[Opening THE RECORDS section]
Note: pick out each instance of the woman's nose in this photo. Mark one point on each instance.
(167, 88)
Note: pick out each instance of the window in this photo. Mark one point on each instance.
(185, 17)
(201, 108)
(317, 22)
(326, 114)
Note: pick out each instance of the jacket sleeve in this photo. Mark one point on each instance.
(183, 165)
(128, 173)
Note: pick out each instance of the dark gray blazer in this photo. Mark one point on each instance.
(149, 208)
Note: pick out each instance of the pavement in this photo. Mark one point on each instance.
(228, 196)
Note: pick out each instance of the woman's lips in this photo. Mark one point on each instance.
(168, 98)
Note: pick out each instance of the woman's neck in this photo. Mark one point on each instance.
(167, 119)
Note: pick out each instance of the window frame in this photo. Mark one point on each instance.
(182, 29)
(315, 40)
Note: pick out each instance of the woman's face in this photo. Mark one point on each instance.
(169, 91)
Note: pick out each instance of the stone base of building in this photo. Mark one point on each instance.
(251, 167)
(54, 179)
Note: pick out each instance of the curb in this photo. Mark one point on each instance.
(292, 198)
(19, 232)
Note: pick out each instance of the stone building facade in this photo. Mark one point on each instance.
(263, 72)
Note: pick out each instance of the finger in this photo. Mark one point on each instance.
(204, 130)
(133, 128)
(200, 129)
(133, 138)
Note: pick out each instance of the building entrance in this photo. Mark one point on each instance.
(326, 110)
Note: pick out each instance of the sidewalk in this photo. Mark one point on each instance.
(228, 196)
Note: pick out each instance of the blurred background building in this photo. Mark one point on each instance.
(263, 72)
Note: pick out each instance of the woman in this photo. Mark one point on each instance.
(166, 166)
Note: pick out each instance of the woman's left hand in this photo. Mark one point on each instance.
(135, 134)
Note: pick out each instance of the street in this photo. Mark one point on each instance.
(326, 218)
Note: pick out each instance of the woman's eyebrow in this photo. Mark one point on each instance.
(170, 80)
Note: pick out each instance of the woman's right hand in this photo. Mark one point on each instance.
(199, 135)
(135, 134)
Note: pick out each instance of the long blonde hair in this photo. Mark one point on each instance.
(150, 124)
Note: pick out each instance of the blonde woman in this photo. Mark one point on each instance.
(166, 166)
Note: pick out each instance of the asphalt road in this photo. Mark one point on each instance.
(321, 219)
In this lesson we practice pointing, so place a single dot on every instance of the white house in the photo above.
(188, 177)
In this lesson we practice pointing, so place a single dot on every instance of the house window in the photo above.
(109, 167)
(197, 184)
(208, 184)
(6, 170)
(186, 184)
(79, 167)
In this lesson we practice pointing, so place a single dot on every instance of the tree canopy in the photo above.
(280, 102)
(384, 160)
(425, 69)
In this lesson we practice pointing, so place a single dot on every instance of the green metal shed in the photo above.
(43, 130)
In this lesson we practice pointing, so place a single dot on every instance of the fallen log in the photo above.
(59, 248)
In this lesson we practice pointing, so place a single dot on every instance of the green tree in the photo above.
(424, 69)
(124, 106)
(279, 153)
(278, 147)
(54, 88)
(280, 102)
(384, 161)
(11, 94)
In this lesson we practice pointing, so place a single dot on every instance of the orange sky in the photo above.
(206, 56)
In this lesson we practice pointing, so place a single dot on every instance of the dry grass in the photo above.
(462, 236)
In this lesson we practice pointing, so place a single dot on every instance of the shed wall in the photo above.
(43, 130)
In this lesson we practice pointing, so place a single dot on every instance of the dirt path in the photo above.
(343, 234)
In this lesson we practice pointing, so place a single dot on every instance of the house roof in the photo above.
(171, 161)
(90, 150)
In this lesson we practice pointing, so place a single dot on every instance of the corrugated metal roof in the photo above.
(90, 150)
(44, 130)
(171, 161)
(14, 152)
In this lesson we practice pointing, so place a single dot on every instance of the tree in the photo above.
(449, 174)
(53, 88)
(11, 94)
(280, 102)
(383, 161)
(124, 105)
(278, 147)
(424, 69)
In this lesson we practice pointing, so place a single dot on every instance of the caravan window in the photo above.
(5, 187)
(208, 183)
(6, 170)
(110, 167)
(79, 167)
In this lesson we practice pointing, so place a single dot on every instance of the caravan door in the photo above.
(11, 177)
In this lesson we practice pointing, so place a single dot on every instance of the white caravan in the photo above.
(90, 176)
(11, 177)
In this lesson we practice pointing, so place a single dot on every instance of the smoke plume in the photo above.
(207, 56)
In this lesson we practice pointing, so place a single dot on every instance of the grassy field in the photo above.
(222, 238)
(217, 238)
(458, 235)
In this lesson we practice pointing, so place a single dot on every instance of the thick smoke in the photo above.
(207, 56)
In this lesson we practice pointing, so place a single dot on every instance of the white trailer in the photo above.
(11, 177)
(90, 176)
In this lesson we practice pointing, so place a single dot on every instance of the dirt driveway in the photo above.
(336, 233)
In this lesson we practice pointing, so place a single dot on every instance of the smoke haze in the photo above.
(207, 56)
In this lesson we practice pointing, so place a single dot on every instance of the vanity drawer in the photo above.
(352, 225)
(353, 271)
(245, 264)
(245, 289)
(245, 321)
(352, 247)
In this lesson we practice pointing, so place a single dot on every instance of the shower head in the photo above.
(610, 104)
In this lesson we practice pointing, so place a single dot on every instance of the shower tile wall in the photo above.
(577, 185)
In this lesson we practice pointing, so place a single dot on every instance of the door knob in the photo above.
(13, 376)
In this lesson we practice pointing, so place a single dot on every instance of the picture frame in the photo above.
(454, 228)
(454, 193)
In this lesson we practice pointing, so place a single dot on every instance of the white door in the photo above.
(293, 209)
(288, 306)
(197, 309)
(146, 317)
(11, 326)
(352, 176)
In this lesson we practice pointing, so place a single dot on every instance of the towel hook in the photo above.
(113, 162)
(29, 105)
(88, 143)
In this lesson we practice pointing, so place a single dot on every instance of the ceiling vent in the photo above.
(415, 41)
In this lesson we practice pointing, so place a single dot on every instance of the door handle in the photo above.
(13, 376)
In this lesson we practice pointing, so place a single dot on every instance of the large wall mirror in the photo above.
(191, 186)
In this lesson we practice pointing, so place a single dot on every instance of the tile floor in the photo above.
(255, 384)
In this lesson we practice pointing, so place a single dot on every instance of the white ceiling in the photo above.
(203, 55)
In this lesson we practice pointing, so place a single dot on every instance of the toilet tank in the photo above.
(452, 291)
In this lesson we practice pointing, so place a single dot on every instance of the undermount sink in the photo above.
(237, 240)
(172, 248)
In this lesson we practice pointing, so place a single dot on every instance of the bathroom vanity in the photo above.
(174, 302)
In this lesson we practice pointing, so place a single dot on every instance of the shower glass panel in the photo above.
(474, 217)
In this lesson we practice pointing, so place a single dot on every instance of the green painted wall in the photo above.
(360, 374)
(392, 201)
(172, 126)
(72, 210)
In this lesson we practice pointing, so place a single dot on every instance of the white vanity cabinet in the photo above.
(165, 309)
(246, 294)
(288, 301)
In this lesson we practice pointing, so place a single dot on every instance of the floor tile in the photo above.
[Closing THE RECORDS section]
* [EXERCISE AIM]:
Restate the whole listing exactly.

* [RESULT]:
Note: pick out each instance of the woman's nose in this photo. Mark one point on each instance.
(167, 88)
Note: pick out each instance of the window in this photo. Mark one point on each instance.
(185, 17)
(201, 108)
(317, 22)
(326, 114)
Note: pick out each instance of the jacket sleeve in this photo. Mark one point on each instance.
(183, 165)
(128, 173)
Note: pick out each instance of the dark gray blazer in this photo. Mark one point on each instance.
(149, 208)
Note: pick out each instance of the pavement in this photo. Mark one point on each instance.
(228, 196)
Note: pick out each instance of the woman's lips in this photo. Mark one point on each instance.
(168, 98)
Note: pick out each instance of the woman's neck in this photo. Mark one point on each instance.
(167, 119)
Note: pick out each instance of the window frame in this photo. Mark one point on each instance.
(182, 29)
(315, 40)
Note: pick out each instance of the woman's face in this photo. Mark one point on each instance.
(169, 91)
Note: pick out each instance of the stone base of building in this photo. Mark one point on each instance.
(251, 167)
(54, 179)
Note: pick out each instance of the curb in this photo. Mark one point on each instance.
(292, 198)
(19, 232)
Note: pick out each instance of the stone building facade in this photo. Mark one point on each instance.
(263, 72)
Note: pick out each instance of the finger in this photo. Mark one point on each instance.
(204, 130)
(133, 128)
(200, 129)
(133, 138)
Note: pick out each instance of the building entrance in this photo. Mark one point on each instance.
(326, 110)
Note: pick out each instance of the sidewalk in this photo. Mark one point on each instance.
(228, 196)
Note: pick out each instance of the blurred background building in this photo. Mark one point on each instance.
(263, 72)
Note: pick out each instance of the woman in this photo. Mark one point on each instance.
(166, 166)
Note: pick out each instance of the woman's left hand in this photo. Mark one point on each instance.
(135, 134)
Note: pick out each instance of the street in this photo. Mark one point on each instance.
(326, 218)
Note: pick out each instance of the woman's eyebrow in this photo. Mark one point on each instance.
(170, 80)
Note: pick out each instance of the woman's right hand in this photo. Mark one point on each instance.
(199, 135)
(135, 134)
Note: pick out each instance of the long blonde hair in this photo. Mark one point on each instance.
(150, 124)
Note: pick out each instance of the blonde woman in this photo. Mark one point on each instance.
(166, 166)
Note: pick out each instance of the asphalt road in this photo. Mark one point on each instance.
(321, 219)
In this lesson we practice pointing, so place a single dot on every instance of the white house in the photo above.
(188, 177)
In this lesson we practice pointing, so place a single dot on every instance of the house window in the photo above.
(109, 167)
(197, 184)
(208, 184)
(6, 170)
(186, 184)
(79, 167)
In this lesson we practice pointing, so place a single dot on every instance of the tree canopy in the photo above.
(280, 102)
(384, 160)
(425, 69)
In this lesson we practice pointing, so place a single dot on every instance of the green metal shed in the photo above.
(43, 130)
In this lesson we practice pointing, so place a single dot on every instance of the fallen log in the photo above.
(59, 248)
In this lesson we practice pointing, so place a single dot on every instance of the green tree in the photo above.
(424, 69)
(124, 106)
(279, 153)
(278, 147)
(54, 88)
(280, 102)
(384, 161)
(11, 94)
In this lesson we practice pointing, so place a single dot on every instance of the orange sky in the photo above.
(206, 56)
In this lesson we practice pointing, so place a single dot on every instance of the dry grass in the photo above.
(462, 236)
In this lesson we practice pointing, so place a single dot on every instance of the shed wall in the photo above.
(43, 130)
In this lesson we practice pointing, so place a single dot on every instance of the dirt path in the photo above.
(343, 234)
In this lesson we practice pointing, so place a single dot on every instance of the house roof in the photo above.
(171, 161)
(90, 150)
In this lesson we practice pointing, so place a single dot on every instance of the corrugated metal roof in the photo above.
(90, 150)
(44, 130)
(171, 161)
(14, 152)
In this lesson we practice pointing, so place a single dot on every instance of the tree in the photo above.
(449, 174)
(53, 88)
(11, 94)
(280, 102)
(383, 161)
(124, 105)
(278, 147)
(424, 69)
In this lesson we practice pointing, so place a single dot on every instance of the caravan window in the photo above.
(5, 187)
(208, 183)
(6, 170)
(110, 167)
(79, 167)
In this lesson we practice pointing, so place a single dot on every instance of the caravan door in the photo above.
(11, 177)
In this lesson we practice pointing, so place a single dot on every instance of the white caravan in the photo above.
(90, 176)
(11, 177)
In this lesson we practice pointing, so place a single dot on every instance of the smoke plume in the photo above.
(207, 56)
In this lesson we practice pointing, so place a single dot on every instance of the grassy field in the photo above.
(222, 238)
(217, 238)
(458, 235)
In this lesson we practice pointing, so place a single dot on every instance of the thick smoke in the photo above.
(207, 56)
In this lesson we practice pointing, so place a single dot on every instance of the white trailer in the photo above.
(11, 177)
(90, 176)
In this lesson we practice pointing, so place a single dot on every instance of the dirt driveway in the photo above.
(336, 233)
In this lesson we practice pointing, so place a single dot on every instance of the smoke haze in the photo above.
(207, 56)
In this lesson we practice pointing, so place a single dot on every instance of the vanity drawer in the photo above.
(352, 225)
(353, 271)
(245, 264)
(245, 289)
(245, 321)
(352, 247)
In this lesson we practice pointing, so place a single dot on every instance of the shower head in the photo above.
(610, 104)
In this lesson we practice pointing, so place a single dot on every instance of the shower tile wall in the photo above.
(577, 185)
In this lesson we practice pointing, so place a single dot on every instance of the door knob in the photo above.
(13, 376)
In this lesson we practice pointing, so place a single dot on every instance of the picture frame in the photo above.
(454, 228)
(454, 193)
In this lesson we practice pointing, so place a single dot on every instance of the white door in the photo above.
(293, 209)
(288, 306)
(197, 309)
(146, 317)
(11, 326)
(352, 176)
In this lesson we practice pointing, so place a single dot on every instance of the towel hook in the photo above.
(113, 162)
(29, 105)
(88, 143)
In this lesson we practice pointing, so place a single dot on every instance of the ceiling vent in the photo above.
(415, 41)
In this lesson we practice pointing, so place a single dot on every instance of the door handle in the photo above.
(13, 376)
In this lesson we practice pointing, so place a single dot on every instance of the large wall mirror in the photo above.
(191, 186)
In this lesson we practice pointing, so place a single dot on every instance of the tile floor in the photo above.
(255, 384)
In this lesson we practice pointing, so place a single dot on every instance of the white ceiling in the photo above.
(203, 55)
In this lesson we practice pointing, so place a single dot on every instance of the toilet tank in the photo above.
(452, 291)
In this lesson we practice pointing, so place a single dot on every instance of the undermount sink in the photo above.
(237, 240)
(172, 248)
In this lesson we practice pointing, so place a single dot on every instance of the bathroom vanity in the photo above.
(174, 302)
In this lesson we practice pointing, so place a single dot on every instance of the shower glass panel in the photo above.
(474, 217)
In this lesson we practice pointing, so place a single dot on every instance of the green painted wall in the photo above.
(360, 374)
(392, 201)
(172, 126)
(72, 210)
In this lesson we practice pointing, so place a single dot on every instance of the white vanity cabinet in the photo above.
(165, 309)
(246, 294)
(288, 301)
In this lesson we practice pointing, so place a single dot on every instance of the floor tile in the photo above.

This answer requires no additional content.